Work task: Please restate the records that follow exactly, skipping their images.

------------------------------

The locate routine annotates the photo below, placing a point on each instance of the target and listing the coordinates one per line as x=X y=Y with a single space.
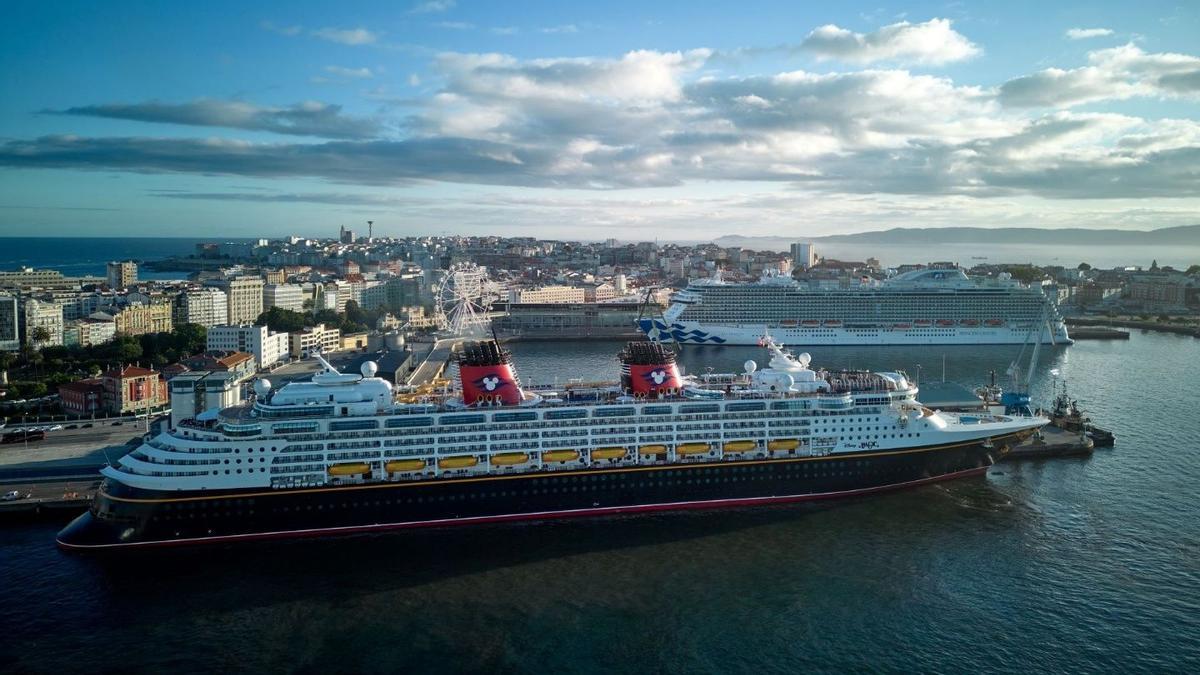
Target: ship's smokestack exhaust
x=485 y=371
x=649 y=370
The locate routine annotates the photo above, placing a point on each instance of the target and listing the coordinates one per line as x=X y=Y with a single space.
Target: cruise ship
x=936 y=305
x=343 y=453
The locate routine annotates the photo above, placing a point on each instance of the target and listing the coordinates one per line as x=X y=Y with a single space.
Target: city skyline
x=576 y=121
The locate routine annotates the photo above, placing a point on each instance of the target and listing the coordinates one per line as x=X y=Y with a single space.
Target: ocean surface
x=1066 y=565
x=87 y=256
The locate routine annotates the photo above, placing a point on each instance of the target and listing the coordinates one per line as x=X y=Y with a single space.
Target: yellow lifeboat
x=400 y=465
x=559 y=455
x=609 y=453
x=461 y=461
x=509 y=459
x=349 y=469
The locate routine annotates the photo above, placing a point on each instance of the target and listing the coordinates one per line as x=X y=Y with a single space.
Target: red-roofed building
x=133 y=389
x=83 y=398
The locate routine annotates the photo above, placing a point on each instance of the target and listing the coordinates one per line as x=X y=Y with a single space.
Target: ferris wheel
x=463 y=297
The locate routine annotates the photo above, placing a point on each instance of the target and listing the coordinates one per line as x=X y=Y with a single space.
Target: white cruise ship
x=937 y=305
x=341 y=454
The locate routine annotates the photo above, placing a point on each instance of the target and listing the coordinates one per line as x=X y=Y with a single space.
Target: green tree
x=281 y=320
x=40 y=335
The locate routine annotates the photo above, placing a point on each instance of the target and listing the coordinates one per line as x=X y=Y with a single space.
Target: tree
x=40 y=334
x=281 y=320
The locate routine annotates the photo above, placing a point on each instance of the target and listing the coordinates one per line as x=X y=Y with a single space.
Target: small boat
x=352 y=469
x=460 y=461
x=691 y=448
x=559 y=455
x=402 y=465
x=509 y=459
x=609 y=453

------------------------------

Solution to this problem:
The locate routine annotates the photo below, placing a point on each instance of the target and listing the coordinates one per line as x=X y=Y with a single space.
Target: ship's smokestack exhaust
x=485 y=371
x=649 y=370
The locate routine annotates the photo above, placing a point on each instance of the target and listing the coordinates one per line as x=X y=Y with a single space.
Target: cruise ship
x=936 y=305
x=343 y=453
The locate routine annotates the photo above, placing a point on each instance of the target and listing the coordinates one per line as x=X y=Y with a single space.
Target: city skyline
x=576 y=121
The locate routine annotates the photo above, placing a point on each instance of the target and listing the coordinates one per line as x=X y=Y with a single space.
Target: ocean surface
x=1066 y=565
x=87 y=256
The locate routine annotates the photo above, placing a point on each instance of the target and listing the coordinates one per line as x=X y=Y with a single space.
Target: yellow lifeboat
x=400 y=465
x=559 y=455
x=609 y=453
x=461 y=461
x=509 y=459
x=349 y=469
The locate routine annotates the photo above, placing a point on each instance of the target and listing the coordinates one per line as x=X y=Y with a single space.
Target: red-roofed building
x=133 y=389
x=83 y=398
The locate routine annotates the photo above, placing a point on each instance of the target and listing the coordinates one per line as x=X y=Y with a single space.
Target: ferris wheel
x=463 y=297
The locate routine annotates the photo above, placing a point on each instance of the target and listing the coordinates one per line as x=X y=Y with a single space.
Target: white cruise ship
x=937 y=305
x=341 y=454
The locate routine annotates the photo above, placing a point on each instance of the target and listing the coordinates one per line as x=X y=Y with a single space.
Target: green tree
x=281 y=320
x=40 y=335
The locate routine annotates the photo above, placing a point on each instance of the target and listing the coordinates one per line as x=X y=Y with a single space.
Target: tree
x=40 y=334
x=281 y=320
The locate routine annotates the photo above, placing a point on each instance of the target and listing the coordinates one per line as x=X y=Y with a single space.
Target: small boat
x=352 y=469
x=460 y=461
x=691 y=448
x=559 y=455
x=402 y=465
x=509 y=459
x=609 y=453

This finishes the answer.